PROBLEM SET:
1) In the article on the Trinamool Congress crisis, set down the passage from "The crisis within" up to and including "into absolute overdrive." word for word.
2) List every person named in the article on the Trinamool Congress crisis.
3) Continue the article on the Trinamool Congress crisis, starting after its last sentence.

TEXT SECTION:

--------

The crisis within the Trinamool Congress (TMC) reached a fever pitch inside the West Bengal Assembly on Monday, June 8, 2026, when long-time Mamata Banerjee loyalist Firhad Hakim held a lengthy, highly unexpected meeting with rebel leader and newly appointed Leader of the Opposition (LoP), Ritabrata Banerjee. Coming just days after the TMC’s disastrous defeat in the 2026 state assembly elections and Hakim’s subsequent resignation as Kolkata Mayor on Friday, the high-profile rendezvous has thrown the regional political landscape into absolute overdrive.
The unfolding scene in the state house read like a highly coordinated political thriller. Hakim arrived at the Assembly as usual and was sitting in the lobby when rebel TMC MLA Sandipan Saha—a well-known Hakim protégé and a leading face of the dissident camp—approached him and escorted him directly into Ritabrata Banerjee’s chamber. The closed-door discussion lasted for a striking 70 minutes, an extraordinary length of time given the toxic climate between the party establishment and the breakaway legislative bloc. To date, Ritabrata has engineered a spectacular legislative mutiny, successfully commanding the backing of 58 out of 80 TMC MLAs to seize the LoP title away from the high command’s official nominee, Shovandeb Chattopadhyay.

--------

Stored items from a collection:
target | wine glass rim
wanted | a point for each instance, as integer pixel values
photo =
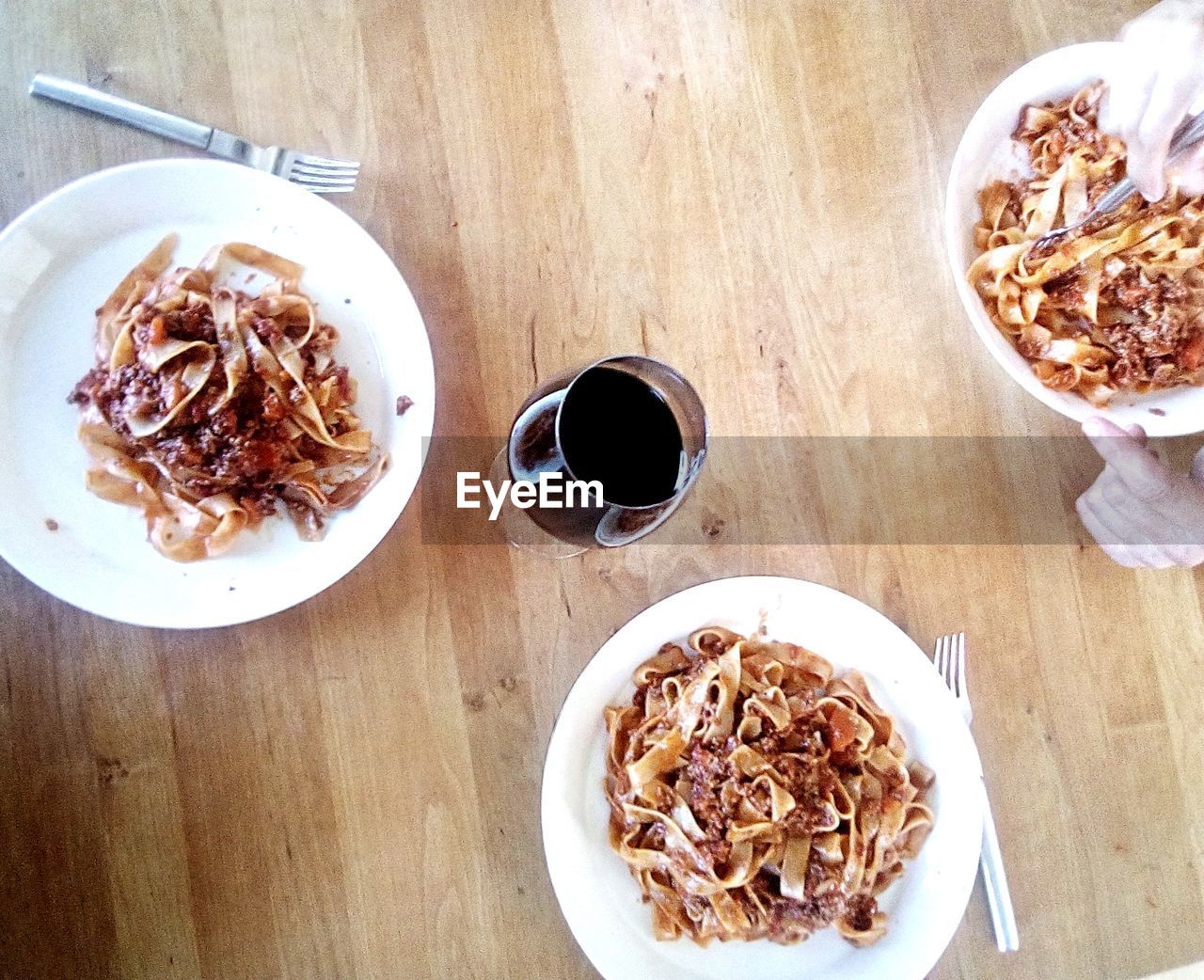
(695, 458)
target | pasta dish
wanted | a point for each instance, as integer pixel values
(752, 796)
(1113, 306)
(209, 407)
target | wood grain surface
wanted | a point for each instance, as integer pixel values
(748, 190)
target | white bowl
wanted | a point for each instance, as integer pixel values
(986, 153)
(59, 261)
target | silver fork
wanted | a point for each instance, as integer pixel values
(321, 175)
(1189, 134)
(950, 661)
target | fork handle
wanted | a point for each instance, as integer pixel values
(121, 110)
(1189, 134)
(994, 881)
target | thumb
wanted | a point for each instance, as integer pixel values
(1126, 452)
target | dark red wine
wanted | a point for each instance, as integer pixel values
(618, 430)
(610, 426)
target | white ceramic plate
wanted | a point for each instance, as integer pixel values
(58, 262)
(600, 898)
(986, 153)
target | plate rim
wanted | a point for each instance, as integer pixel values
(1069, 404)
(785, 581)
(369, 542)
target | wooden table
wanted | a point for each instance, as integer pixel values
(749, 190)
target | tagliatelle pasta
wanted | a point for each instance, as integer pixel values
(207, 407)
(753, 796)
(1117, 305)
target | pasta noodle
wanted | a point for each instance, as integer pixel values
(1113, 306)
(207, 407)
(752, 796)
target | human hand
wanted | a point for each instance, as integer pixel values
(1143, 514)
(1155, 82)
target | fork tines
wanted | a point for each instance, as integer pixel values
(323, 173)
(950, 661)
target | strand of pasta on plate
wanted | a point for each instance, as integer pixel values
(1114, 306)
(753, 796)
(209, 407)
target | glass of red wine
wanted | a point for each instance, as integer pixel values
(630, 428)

--------

RESPONSES TO THE EXERCISE:
1)
The crisis within the Trinamool Congress (TMC) reached a fever pitch inside the West Bengal Assembly on Monday, June 8, 2026, when long-time Mamata Banerjee loyalist Firhad Hakim held a lengthy, highly unexpected meeting with rebel leader and newly appointed Leader of the Opposition (LoP), Ritabrata Banerjee. Coming just days after the TMC’s disastrous defeat in the 2026 state assembly elections and Hakim’s subsequent resignation as Kolkata Mayor on Friday, the high-profile rendezvous has thrown the regional political landscape into absolute overdrive.

2) Firhad Hakim, Mamata Banerjee, Ritabrata Banerjee, Sandipan Saha, Shovandeb Chattopadhyay

3)
Upon exiting the room, Hakim attempted to quickly downplay the explosive optics of the meeting, casually framing it as a standard social catch-up. “I had come only to have a chat. I want Trinamool to remain one,” Hakim stated, emphasizing a desperate plea for structural unity. However, Ritabrata was quick to fuel the speculative fire, noting that the two have shared a deep connection since his college days in 1998, slyly adding that while he wouldn’t disclose what was whispered behind closed doors, their dialogue was exceptionally extensive. Simultaneously, rumors are swirling that the rebel “New TMC” bloc has quietly swelled its ranks to 64 MLAs.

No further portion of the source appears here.